## START Article

* [RFC] git gc "--prune=now" semantics considered harmful
@ 2018-05-26 21:49 Linus Torvalds
2018-05-26 23:31 ` Junio C Hamano
0 siblings, 1 reply; 5+ messages in thread
From: Linus Torvalds @ 2018-05-26 21:49 UTC (permalink / raw)
To: Junio C Hamano; +Cc: Git Mailing List
So this is a RFC patch, I'm not sure how much people really care, but I
find the current behavior of "git gc --prune=now" to be unnecessarily
dangerous.
There's two issues with it:
(a) parse_expiry_date() considers "now" to be special, and it actually
doesn't mean "now" at all, it means "everything".
(b) the date parsing isn't actually done "now", it's done *after* gc has
already run, and we run "git prune --expire". So even if (a) wasn't
true, "--prune=now" wouldn't actually mean "now" when the user
expects it to happen, but "after doing repacking".
I actually think that the "parse_expiry_date()" behavior makes sense
within the context of "git prune --expire", so I'm not really complaining
about (a) per se. I just think that what makes sense within the context of
"git prune" does *not* necessarily make sense within the context of "git
gc".
Why do I care? I end up doing lots of random things in my local
repository, and I also end up wanting to keep my repository fairly clean,
so I tend to do "git gc --prune=now" to just make sure everything is
packed and I've gotten rid of all the temporary stuff that so often
happens when doing lots of git merges (which is what I do).
You won't see those temporary objects for the usual trivial merges, but
whenever you have a real recursive merge with automated conflict
resolution, there will be things like those temporary merge-only objects
for the 3-way base merge state.
Soes my use pattern of "git gc --prune=now" make sense? Maybe not. But
it's what I've gotten used to, and it's at least not entirely insane.
But at least once now, I've done that "git gc" at the end of the day, and
a new pull request comes in, so I do the "git pull" without even thinking
about the fact that "git gc" is still running.
And then the "--prune=now" behavior is actually really pretty dangerous.
Because it will prune *all* unreachable objects, even if they are only
*currently* unreachable because they are in the process of being unpacked
by the concurrent "git fetch" (and I didn't check - I might just have been
unlocky, bit I think "git prune" ignores FETCH_HEAD).
So I actually would much prefer that foir git gc, "--prune=now" means
(a) "now"
(b) now at the _start_ of the "git gc" operation, not the time at
the _end_ of the operation when we've already spent a minute or
two doing repacking and are now doing the final pruning.
anyway, with that explanation in mind, I'm appending a patch that is
pretty small and does that. It's a bit hacky, but I think it still makes
sense.
Comments?
Note that this really isn't likely very noticeable on most projects. When
I do "git gc" on a fairly well-packed repo of git itself, it takes under
4s for me. So the window for that whole "do git pull at the same time" is
simply not much of an issue.

## END Article
## START Data rows

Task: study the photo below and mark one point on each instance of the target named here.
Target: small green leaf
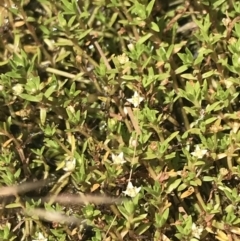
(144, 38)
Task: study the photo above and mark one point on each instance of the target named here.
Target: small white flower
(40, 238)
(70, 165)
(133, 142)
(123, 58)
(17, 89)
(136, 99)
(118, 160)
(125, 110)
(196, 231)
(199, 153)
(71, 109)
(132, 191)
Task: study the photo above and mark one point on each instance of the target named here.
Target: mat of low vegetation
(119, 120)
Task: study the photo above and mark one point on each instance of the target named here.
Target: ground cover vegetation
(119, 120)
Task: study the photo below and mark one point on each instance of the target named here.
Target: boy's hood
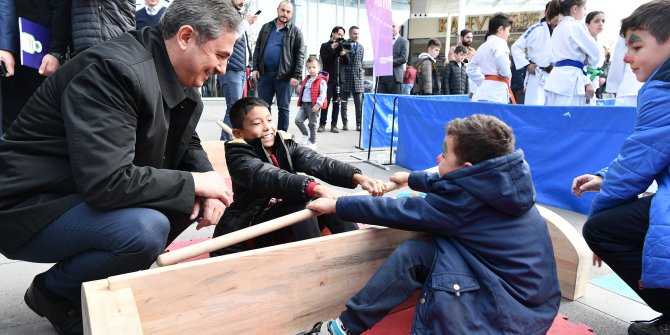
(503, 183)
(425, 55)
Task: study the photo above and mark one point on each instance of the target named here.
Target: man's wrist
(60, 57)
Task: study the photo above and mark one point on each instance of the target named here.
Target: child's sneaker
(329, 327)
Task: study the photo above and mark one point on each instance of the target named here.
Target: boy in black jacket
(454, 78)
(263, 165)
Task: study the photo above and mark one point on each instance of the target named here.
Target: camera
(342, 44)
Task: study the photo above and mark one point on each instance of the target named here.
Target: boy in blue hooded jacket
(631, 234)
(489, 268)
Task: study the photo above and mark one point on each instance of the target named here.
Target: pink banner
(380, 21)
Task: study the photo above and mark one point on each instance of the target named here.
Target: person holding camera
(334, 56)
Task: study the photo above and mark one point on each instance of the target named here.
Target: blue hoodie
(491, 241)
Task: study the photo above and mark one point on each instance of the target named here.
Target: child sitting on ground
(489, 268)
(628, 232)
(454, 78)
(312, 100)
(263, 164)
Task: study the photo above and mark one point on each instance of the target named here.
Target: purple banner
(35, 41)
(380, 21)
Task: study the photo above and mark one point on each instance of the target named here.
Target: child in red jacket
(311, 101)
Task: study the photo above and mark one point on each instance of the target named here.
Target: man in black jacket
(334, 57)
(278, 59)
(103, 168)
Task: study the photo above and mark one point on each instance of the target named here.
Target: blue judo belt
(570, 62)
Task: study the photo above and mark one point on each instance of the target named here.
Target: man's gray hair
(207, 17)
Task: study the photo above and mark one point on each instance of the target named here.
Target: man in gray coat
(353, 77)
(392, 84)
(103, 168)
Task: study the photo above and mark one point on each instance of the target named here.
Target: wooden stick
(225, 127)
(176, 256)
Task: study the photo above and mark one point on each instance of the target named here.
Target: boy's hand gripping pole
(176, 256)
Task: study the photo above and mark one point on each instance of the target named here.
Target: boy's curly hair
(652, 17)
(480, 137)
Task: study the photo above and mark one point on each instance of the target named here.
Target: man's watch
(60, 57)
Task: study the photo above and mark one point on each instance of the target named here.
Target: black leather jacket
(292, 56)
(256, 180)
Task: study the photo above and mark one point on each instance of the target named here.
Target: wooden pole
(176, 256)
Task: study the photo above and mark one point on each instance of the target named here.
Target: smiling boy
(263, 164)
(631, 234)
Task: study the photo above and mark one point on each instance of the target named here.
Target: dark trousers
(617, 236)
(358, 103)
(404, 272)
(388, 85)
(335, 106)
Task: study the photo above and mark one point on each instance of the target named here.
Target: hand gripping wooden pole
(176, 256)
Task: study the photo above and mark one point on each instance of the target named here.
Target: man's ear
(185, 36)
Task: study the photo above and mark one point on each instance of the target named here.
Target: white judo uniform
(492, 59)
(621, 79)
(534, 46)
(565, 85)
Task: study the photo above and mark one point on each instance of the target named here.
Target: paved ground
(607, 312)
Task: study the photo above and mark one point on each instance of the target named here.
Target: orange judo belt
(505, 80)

## END Data rows
## START Data rows

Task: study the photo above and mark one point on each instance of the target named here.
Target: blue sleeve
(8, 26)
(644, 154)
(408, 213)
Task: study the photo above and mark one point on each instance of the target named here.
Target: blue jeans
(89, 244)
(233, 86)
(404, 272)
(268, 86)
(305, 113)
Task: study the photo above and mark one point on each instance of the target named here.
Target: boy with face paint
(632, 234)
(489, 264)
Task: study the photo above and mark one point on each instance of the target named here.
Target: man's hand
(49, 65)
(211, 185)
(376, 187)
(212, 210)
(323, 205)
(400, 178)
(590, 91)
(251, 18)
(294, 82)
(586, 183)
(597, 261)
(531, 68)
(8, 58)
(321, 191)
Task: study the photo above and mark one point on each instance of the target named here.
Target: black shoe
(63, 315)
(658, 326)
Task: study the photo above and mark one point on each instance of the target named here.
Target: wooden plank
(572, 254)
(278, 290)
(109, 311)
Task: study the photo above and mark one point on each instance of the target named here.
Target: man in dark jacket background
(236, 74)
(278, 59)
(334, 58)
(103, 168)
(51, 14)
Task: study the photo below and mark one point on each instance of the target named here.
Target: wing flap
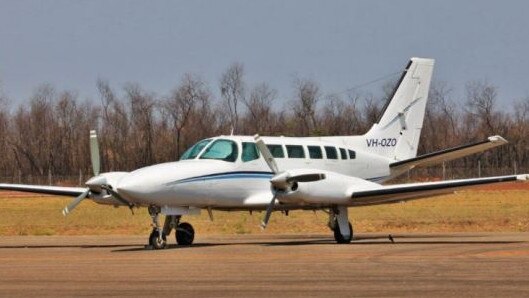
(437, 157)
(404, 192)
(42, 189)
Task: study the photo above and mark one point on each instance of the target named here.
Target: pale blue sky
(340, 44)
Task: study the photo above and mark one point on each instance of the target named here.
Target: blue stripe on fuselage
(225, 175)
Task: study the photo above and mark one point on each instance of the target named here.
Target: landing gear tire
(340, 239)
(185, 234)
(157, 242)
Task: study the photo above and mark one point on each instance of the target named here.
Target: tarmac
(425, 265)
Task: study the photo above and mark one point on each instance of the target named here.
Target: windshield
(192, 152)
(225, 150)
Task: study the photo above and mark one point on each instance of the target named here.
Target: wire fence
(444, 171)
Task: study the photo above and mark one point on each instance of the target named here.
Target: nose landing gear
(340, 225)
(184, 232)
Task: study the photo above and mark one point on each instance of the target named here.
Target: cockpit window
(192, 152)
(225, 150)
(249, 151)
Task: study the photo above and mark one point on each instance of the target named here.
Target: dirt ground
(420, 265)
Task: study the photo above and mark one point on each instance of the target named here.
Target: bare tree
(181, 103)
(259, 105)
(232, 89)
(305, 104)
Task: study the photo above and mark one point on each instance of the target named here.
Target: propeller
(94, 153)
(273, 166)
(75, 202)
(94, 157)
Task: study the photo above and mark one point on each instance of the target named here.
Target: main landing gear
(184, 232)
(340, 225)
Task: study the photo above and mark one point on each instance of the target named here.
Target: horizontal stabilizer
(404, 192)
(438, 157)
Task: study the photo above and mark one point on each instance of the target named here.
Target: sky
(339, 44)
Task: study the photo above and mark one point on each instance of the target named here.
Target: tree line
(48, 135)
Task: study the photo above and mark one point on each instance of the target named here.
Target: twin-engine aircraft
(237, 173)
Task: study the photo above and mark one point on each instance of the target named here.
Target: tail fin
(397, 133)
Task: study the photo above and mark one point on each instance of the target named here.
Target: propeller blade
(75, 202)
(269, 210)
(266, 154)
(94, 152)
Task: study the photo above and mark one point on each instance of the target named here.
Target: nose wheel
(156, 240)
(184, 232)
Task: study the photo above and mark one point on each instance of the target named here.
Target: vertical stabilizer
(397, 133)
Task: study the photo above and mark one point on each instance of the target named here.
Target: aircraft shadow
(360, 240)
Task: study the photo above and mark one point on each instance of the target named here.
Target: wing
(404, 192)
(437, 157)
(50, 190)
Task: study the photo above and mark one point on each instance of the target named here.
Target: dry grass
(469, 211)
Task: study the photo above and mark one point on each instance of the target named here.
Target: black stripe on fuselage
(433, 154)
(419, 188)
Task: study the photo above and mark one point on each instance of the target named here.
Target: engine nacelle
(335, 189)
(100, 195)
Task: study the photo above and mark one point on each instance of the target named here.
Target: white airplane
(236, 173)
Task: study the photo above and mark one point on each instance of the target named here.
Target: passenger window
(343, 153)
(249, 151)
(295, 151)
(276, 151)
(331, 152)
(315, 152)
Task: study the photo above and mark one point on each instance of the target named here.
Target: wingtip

## END Data rows
## START Data rows

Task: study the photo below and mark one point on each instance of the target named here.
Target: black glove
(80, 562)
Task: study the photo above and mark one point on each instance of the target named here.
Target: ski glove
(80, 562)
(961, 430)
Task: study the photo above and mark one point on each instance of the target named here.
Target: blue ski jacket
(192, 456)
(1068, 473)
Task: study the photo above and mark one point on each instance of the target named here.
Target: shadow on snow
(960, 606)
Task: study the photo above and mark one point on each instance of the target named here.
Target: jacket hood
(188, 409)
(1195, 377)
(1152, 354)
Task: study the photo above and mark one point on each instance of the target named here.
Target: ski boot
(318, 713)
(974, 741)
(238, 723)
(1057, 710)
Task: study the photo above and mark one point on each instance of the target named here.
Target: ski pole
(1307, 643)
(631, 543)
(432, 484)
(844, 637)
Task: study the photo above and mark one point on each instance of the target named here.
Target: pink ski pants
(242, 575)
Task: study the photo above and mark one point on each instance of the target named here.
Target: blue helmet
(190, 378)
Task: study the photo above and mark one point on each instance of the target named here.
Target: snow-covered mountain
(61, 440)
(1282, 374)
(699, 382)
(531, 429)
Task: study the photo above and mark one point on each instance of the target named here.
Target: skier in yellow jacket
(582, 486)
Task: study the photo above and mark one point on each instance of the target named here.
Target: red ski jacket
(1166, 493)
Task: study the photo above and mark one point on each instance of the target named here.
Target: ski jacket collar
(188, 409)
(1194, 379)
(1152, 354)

## END Data rows

** Directive **
Continue the mailing list post about the "git gc --prune=now" behavior, starting right after its last sentence.

** Right answer **
For the kernel, "git gc" takes a minute and a half on the same machine
(again, this is already a packed repo, it can be worse). So there's a much
bigger window there to do something stupid,
Linus
---
builtin/gc.c | 8 ++++++--
1 file changed, 6 insertions(+), 2 deletions(-)
diff --git a/builtin/gc.c b/builtin/gc.c
index c4777b244..98368c8b5 100644
--- a/builtin/gc.c
+++ b/builtin/gc.c
@@ -535,8 +535,12 @@ int cmd_gc(int argc, const char **argv, const char *prefix)
if (argc > 0)
usage_with_options(builtin_gc_usage, builtin_gc_options);
- if (prune_expire && parse_expiry_date(prune_expire, &dummy))
- die(_("failed to parse prune expiry value %s"), prune_expire);
+ if (prune_expire) {
+ if (!strcmp(prune_expire, "now"))
+ prune_expire = show_date(time(NULL), 0, DATE_MODE(ISO8601));
+ if (parse_expiry_date(prune_expire, &dummy))
+ die(_("failed to parse prune expiry value %s"), prune_expire);
+ }
if (aggressive) {
argv_array_push(&repack, "-f");
^ permalink raw reply related [flat|nested] 5+ messages in thread
* Re: [RFC] git gc "--prune=now" semantics considered harmful
2018-05-26 21:49 [RFC] git gc "--prune=now" semantics considered harmful Linus Torvalds
@ 2018-05-26 23:31 ` Junio C Hamano
2018-05-27 1:27 ` Linus Torvalds
2018-06-01 7:04 ` Jeff King
0 siblings, 2 replies; 5+ messages in thread
From: Junio C Hamano @ 2018-05-26 23:31 UTC (permalink / raw)
To: Linus Torvalds; +Cc: Git Mailing List
Linus Torvalds <torvalds@linux-foundation.org> writes:
> Soes my use pattern of "git gc --prune=now" make sense? Maybe not. But
> it's what I've gotten used to, and it's at least not entirely insane.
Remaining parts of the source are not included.